### AIM
Rewrite the lines below, swapping every "segment" for "outline" and leaving everything else as it is. Omit the pictures from your answer.

Raw records:
>>>>>

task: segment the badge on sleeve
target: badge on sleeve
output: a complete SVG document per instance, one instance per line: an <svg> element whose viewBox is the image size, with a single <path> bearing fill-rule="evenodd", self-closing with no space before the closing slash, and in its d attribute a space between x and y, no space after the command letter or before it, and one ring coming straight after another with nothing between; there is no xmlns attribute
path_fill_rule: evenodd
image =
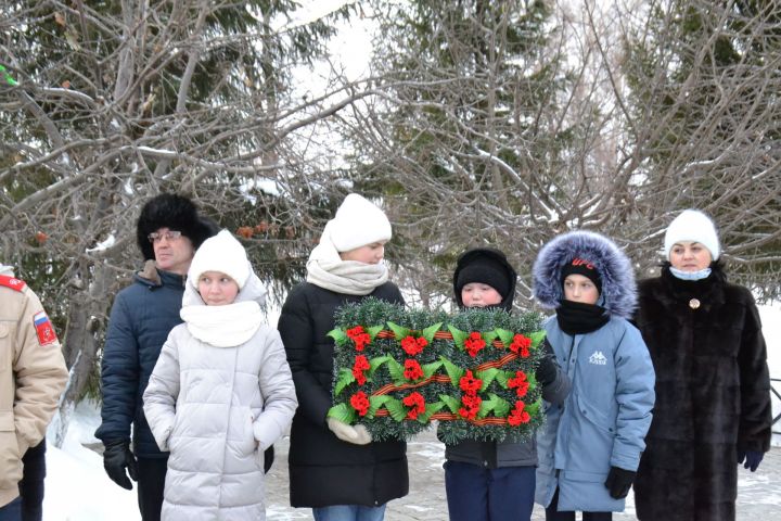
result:
<svg viewBox="0 0 781 521"><path fill-rule="evenodd" d="M11 288L14 291L22 291L24 290L24 287L27 285L24 280L16 279L14 277L9 277L8 275L0 275L0 285L4 285L5 288Z"/></svg>
<svg viewBox="0 0 781 521"><path fill-rule="evenodd" d="M49 316L46 312L38 312L33 317L33 325L36 328L36 334L38 335L38 343L40 345L48 345L56 342L56 333L54 328L49 320Z"/></svg>

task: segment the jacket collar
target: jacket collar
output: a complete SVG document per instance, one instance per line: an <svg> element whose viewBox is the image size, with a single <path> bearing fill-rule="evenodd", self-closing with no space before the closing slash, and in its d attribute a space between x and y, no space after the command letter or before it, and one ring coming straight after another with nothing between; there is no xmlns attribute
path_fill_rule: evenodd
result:
<svg viewBox="0 0 781 521"><path fill-rule="evenodd" d="M151 288L171 285L183 289L187 277L183 275L172 274L170 271L163 271L157 268L154 260L146 260L143 269L136 274L135 280Z"/></svg>

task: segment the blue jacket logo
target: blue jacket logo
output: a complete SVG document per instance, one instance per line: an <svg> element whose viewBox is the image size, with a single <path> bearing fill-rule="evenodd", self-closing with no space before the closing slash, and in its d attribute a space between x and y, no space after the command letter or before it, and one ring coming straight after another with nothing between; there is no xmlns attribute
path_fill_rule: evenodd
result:
<svg viewBox="0 0 781 521"><path fill-rule="evenodd" d="M593 364L596 366L606 366L607 358L605 358L601 351L594 351L591 356L589 356L589 364Z"/></svg>

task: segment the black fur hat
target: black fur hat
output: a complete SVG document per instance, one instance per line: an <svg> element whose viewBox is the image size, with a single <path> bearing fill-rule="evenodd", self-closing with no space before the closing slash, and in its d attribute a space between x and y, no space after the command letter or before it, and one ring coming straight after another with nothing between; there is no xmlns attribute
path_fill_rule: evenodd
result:
<svg viewBox="0 0 781 521"><path fill-rule="evenodd" d="M155 258L149 234L161 228L181 231L195 250L219 231L219 227L212 219L199 215L195 204L188 198L176 193L161 193L144 204L136 225L136 239L144 260Z"/></svg>
<svg viewBox="0 0 781 521"><path fill-rule="evenodd" d="M461 290L470 282L482 282L494 288L502 297L497 305L510 312L515 297L517 274L507 256L492 247L474 247L461 254L453 272L456 303L463 308Z"/></svg>

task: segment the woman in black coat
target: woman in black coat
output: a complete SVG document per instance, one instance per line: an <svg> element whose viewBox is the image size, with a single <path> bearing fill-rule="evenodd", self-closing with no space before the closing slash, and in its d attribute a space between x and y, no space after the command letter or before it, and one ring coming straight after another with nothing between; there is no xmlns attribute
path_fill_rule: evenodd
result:
<svg viewBox="0 0 781 521"><path fill-rule="evenodd" d="M372 442L363 425L327 418L332 404L337 307L374 296L404 304L387 281L385 214L349 194L307 262L307 280L287 296L279 331L298 396L290 448L291 505L311 507L317 521L382 520L385 504L407 495L407 445Z"/></svg>
<svg viewBox="0 0 781 521"><path fill-rule="evenodd" d="M687 209L665 236L658 278L640 283L637 326L656 405L635 481L643 521L735 519L738 463L770 447L770 380L752 294L727 282L716 229Z"/></svg>

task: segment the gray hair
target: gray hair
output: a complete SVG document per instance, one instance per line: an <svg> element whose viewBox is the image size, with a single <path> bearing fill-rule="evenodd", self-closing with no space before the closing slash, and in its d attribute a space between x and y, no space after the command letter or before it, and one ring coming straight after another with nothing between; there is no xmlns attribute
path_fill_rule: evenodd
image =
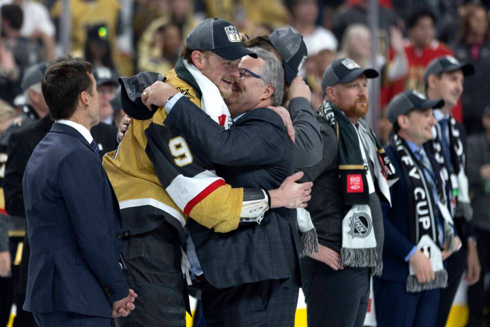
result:
<svg viewBox="0 0 490 327"><path fill-rule="evenodd" d="M258 58L264 61L259 74L262 77L264 84L272 85L274 88L272 94L272 105L280 106L282 103L284 93L284 71L282 66L275 56L260 48L252 48L252 51L257 54Z"/></svg>

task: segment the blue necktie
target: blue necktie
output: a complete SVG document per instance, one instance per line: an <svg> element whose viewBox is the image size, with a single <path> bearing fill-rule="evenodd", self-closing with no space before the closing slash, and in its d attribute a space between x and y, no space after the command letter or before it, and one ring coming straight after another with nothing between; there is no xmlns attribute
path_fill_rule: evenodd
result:
<svg viewBox="0 0 490 327"><path fill-rule="evenodd" d="M92 150L94 151L94 152L97 155L97 157L100 158L100 154L98 152L98 147L97 146L97 143L96 143L95 140L92 140L92 142L90 143L90 146L92 148Z"/></svg>
<svg viewBox="0 0 490 327"><path fill-rule="evenodd" d="M439 121L439 125L440 126L440 143L442 145L442 154L444 155L444 161L446 167L450 171L452 167L451 151L449 148L448 138L446 137L448 124L449 120L448 118L442 118Z"/></svg>
<svg viewBox="0 0 490 327"><path fill-rule="evenodd" d="M424 175L426 176L426 181L428 182L427 184L429 184L428 186L430 188L432 196L434 199L434 203L436 204L436 207L434 208L434 213L436 214L436 221L438 231L438 240L439 242L439 244L442 245L444 241L444 225L442 224L439 208L437 206L440 200L439 196L438 195L437 188L436 187L436 174L432 168L430 161L429 160L428 157L427 156L427 154L424 151L424 148L422 147L419 148L416 151L416 153L418 155L419 160L423 166L422 169L424 170Z"/></svg>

<<<<<

### SOLUTION FOR THIS PROBLEM
task: outline the badge on sleeve
target: badge on sleeve
output: a complete SVG document per instance, one instance per line: an <svg> element whose viewBox is the image size, with a single <path> bearing fill-rule="evenodd", self-closing with no space before the closing slash, and in its d attribute a space between x and y, no space after the command letter or before it, and one ring coming straight after another with nothing between; there is no xmlns attribute
path_fill_rule: evenodd
image =
result:
<svg viewBox="0 0 781 521"><path fill-rule="evenodd" d="M11 288L14 291L22 291L24 290L24 287L27 285L24 280L16 279L14 277L9 277L8 275L0 275L0 285L4 285L5 288Z"/></svg>
<svg viewBox="0 0 781 521"><path fill-rule="evenodd" d="M49 316L46 312L38 312L33 317L33 325L36 328L36 334L38 335L38 343L40 345L48 345L56 342L56 333L54 328L49 320Z"/></svg>

task: outline the jacket collar
target: jacket collar
output: a complete SVG document per instance, one instance per line: an <svg> element whose viewBox is the image size, with a single <path> bearing fill-rule="evenodd", self-closing with no space before the closing slash, and in its d attribute a space between x and y, no space after the command letter or before it, and one ring coming straight after another with nothing between; there is no xmlns attribute
path_fill_rule: evenodd
result:
<svg viewBox="0 0 781 521"><path fill-rule="evenodd" d="M151 288L171 285L183 289L187 277L183 275L172 274L170 271L163 271L157 268L154 260L146 260L143 269L136 274L135 280Z"/></svg>

task: outline the blue jacket logo
target: blue jacket logo
output: a complete SVG document per instance, one instance per line: an <svg> element whose viewBox is the image size, with a single <path> bearing fill-rule="evenodd", self-closing with no space before the closing slash, and in its d attribute a space between x and y, no space after the command letter or before it, and one ring coming straight after another with nothing between; there is no xmlns attribute
path_fill_rule: evenodd
result:
<svg viewBox="0 0 781 521"><path fill-rule="evenodd" d="M593 364L596 366L606 366L607 358L605 358L601 351L594 351L591 356L589 356L589 364Z"/></svg>

task: outline the black fur hat
target: black fur hat
output: a complete SVG document per instance, one instance per line: an <svg> element whose viewBox is the image size, with a single <path> bearing fill-rule="evenodd", self-closing with no space before the closing slash, and in its d attribute a space between x and y, no space after the command letter or before it, and one ring coming straight after another with nothing between; there is no xmlns attribute
path_fill_rule: evenodd
result:
<svg viewBox="0 0 781 521"><path fill-rule="evenodd" d="M155 258L149 234L161 228L181 231L195 250L219 231L219 227L212 219L199 215L195 204L188 198L176 193L161 193L144 204L136 225L136 239L144 260Z"/></svg>
<svg viewBox="0 0 781 521"><path fill-rule="evenodd" d="M461 290L470 282L482 282L494 288L502 297L497 305L510 312L515 297L517 274L507 256L492 247L474 247L461 254L453 272L456 303L463 308Z"/></svg>

task: outline the woman in black coat
target: woman in black coat
output: a complete SVG document per instance, one instance per line: an <svg> element whose viewBox is the image size, with a single <path> bearing fill-rule="evenodd", self-closing with no space before the closing slash, and in its d attribute a space between x and y, no space after the command letter or before it, and one ring coming straight after another with nothing between; there is no xmlns attribute
path_fill_rule: evenodd
result:
<svg viewBox="0 0 781 521"><path fill-rule="evenodd" d="M372 442L363 425L327 418L332 404L337 307L374 296L404 304L387 281L385 214L349 194L307 262L307 280L287 296L279 331L298 396L290 448L291 505L311 507L317 521L382 520L385 504L407 495L407 445Z"/></svg>
<svg viewBox="0 0 781 521"><path fill-rule="evenodd" d="M687 209L665 236L658 278L640 283L637 326L656 405L635 481L643 521L735 519L738 463L770 447L770 380L752 294L727 282L716 229Z"/></svg>

task: outline the gray hair
target: gray hair
output: a complete SVG document per instance, one instance per line: an <svg> element whose viewBox is the image size, with a single <path> bearing fill-rule="evenodd", self-closing with no space before the closing slash, and in its d attribute a space between x and y, no space after the command letter or before it, and one ring coming straight after another with nothing between; there is no xmlns attribute
path_fill_rule: evenodd
image =
result:
<svg viewBox="0 0 490 327"><path fill-rule="evenodd" d="M258 58L264 61L259 74L262 77L264 84L272 85L274 88L272 94L272 105L280 106L282 103L284 93L284 71L282 66L275 56L260 48L252 48L252 51L257 54Z"/></svg>

task: outline the blue necktie
target: blue necktie
output: a complete SVG document per instance, one instance per line: an <svg> element whose viewBox is the image size, with a single <path> bearing fill-rule="evenodd", self-closing with no space before the closing slash, and in its d attribute a space between x and y, no space after the command letter or before it, and one ring coming straight after another with nothing between; there is no xmlns attribute
path_fill_rule: evenodd
result:
<svg viewBox="0 0 490 327"><path fill-rule="evenodd" d="M92 150L94 151L94 152L97 155L97 157L100 158L100 154L98 152L98 147L97 146L97 143L96 143L95 140L92 140L92 142L90 143L90 146L92 148Z"/></svg>
<svg viewBox="0 0 490 327"><path fill-rule="evenodd" d="M439 121L439 125L440 126L440 143L442 145L442 154L444 155L444 161L446 167L450 171L452 167L451 151L449 148L448 138L446 137L448 124L449 120L448 118L442 118Z"/></svg>
<svg viewBox="0 0 490 327"><path fill-rule="evenodd" d="M424 175L426 176L426 181L428 182L427 184L429 184L428 186L430 188L432 196L434 199L434 203L436 204L436 207L434 208L434 213L436 214L436 221L438 231L438 240L439 242L439 244L442 245L444 241L444 225L442 224L439 208L437 206L440 200L439 196L438 195L437 188L436 187L436 174L432 168L430 161L429 160L428 157L427 156L427 154L424 151L424 148L422 147L419 148L416 151L416 153L418 155L419 160L423 166L422 169L424 170Z"/></svg>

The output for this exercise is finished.